▶ _SHORT TASK 1_: In the editorial on Zwicker's school-funding bill, how much are school districts currently allowed to raise property taxes?
▶ _SHORT TASK 2_: Please continue the editorial on Zwicker's school-funding bill after its final sentence.

▶ _SUPPLIED PASSAGE_:
━━━━

Zwicker’s bill allows towns to go over 2% tax cap for school funding. We push back. It’s a good debate

After sponsoring a bill that would allow some school districts to increase property taxes by more than the 2% they are currently allowed — to help with school funding issues — many feel state Sen. Andrew Zwicker has fallen into one of two categories:

  • He’s an ardent champion for education;
  • He’s a typical tax-and-spend politician.

Since Zwicker (D-Hillsborough) generally is regarded as one of the smartest people in the Legislature — someone always willing to have an open and honest debate on any issue — we offer a third:

  • He’s someone trying to find a solution to a problem that has vexed the state for years.

We reached out to Zwicker on his bill — had him explain it — and then offered a few counter-arguments to his explanation.

━━━━

▶ _PROVIDED DATA_:
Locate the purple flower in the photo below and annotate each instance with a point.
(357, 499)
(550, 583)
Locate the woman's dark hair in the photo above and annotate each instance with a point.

━━━━

▶ _FINAL RESULT 1_: 2%

▶ _FINAL RESULT 2_:
As the governor prepares to make his budget address Tuesday, we think it’s an inside look on the thought process of just one issue that impacts taxes and taxpayers.

The bill, by the way, has advanced out of committee.

A look at our conversation/debate with Zwicker:

ROI-NJ: Explain the issue with the school funding formula, S2, the bind it has put many districts in since it came into being in 2018 — and how your bill is going to fix it?

Andrew Zwicker: There’s nearly 600 school districts, and under what is commonly known as S2, districts have an obligation to pay their ‘fair share’ and then the state fills the gap. But, what has happened under S2, is that about a third of the districts got their funding cut. And, when that was combined with the 2% cap that Gov. (Chris) Christie put in on property taxes, a small number of districts have been put in a bind: They can’t pay their full share without going over the 2% — and, thus, they face major cuts every year.

Last year, we did a $103 million appropriation through the budget process, which only served to reduce potential cuts by two-thirds, not completely.

This bill is a temporary stopgap measure to stop major cuts. It only allows a small number of districts to go over the cap.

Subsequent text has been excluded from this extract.